** TEXT SEGMENT **
============================================================

Microsoft announced a mysterious AI event for March 16th, and it looks like we’re getting a big ChatGPT upgrade this week in the form of GPT-4, which comes with multimodal support. That might mean nothing to most people, given that ChatGPT stormed the tech landscape just three months ago, and we’re still learning what it can do and how it can disrupt tech as we know it.
A multimodal ChatGPT chatbot is a massive upgrade for AI that already provides human-like responses to your queries. Currently, ChatGPT only supports text input or one mode of interaction. GPT-4 will support text, audio, video, and images as input. That’s what makes it multimodal, a feature that could significantly increase the AI’s capabilities.
Microsoft USA did not reveal any details about ChatGPT’s GPT-4 upgrade last week, only teasing the March 16th event. But Microsoft Germany went a step further, essentially soft-launching GPT-4. The company hosted an event last week in Germany, where it detailed the GPT-4 upgrade, per Heise.de.
It’s unclear whether GPT-4 will be a built-in upgrade of ChatGPT or whether it’ll be exclusive to Microsoft’s Bing search engine that already supports ChatGPT. However, Microsoft Germany confirmed that GPT-4 is coming this week and that it’ll be multimodal.
“We will introduce GPT-4 next week, there we will have multimodal models that will offer completely different possibilities – for example videos,” Microsoft CTO Andreas Braun said.
Braun called the underlying technology, AI understanding natural language, a “game changer.” And he revealed that ChaGPT will work in all languages, including multi-language support. You might want to ask it something in German and then get an answer in Italian.

============================================================

(Referring expression pointing data)
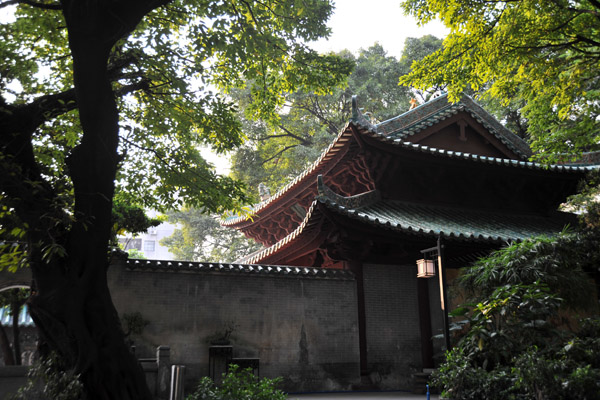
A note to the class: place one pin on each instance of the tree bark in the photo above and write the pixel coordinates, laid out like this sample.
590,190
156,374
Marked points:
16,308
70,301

============================================================

** WORK INSTRUCTIONS **
[A] In the GPT-4 article, what kinds of input will GPT-4 support?
[B] Duplicate the part of the GPT-4 article that opens with the words containing "It’s unclear whether" and closes with "Andreas Braun said.".

** RESPONSES IN ORDER **
[A] Text, audio, video, and images.

[B]
It’s unclear whether GPT-4 will be a built-in upgrade of ChatGPT or whether it’ll be exclusive to Microsoft’s Bing search engine that already supports ChatGPT. However, Microsoft Germany confirmed that GPT-4 is coming this week and that it’ll be multimodal.
“We will introduce GPT-4 next week, there we will have multimodal models that will offer completely different possibilities – for example videos,” Microsoft CTO Andreas Braun said.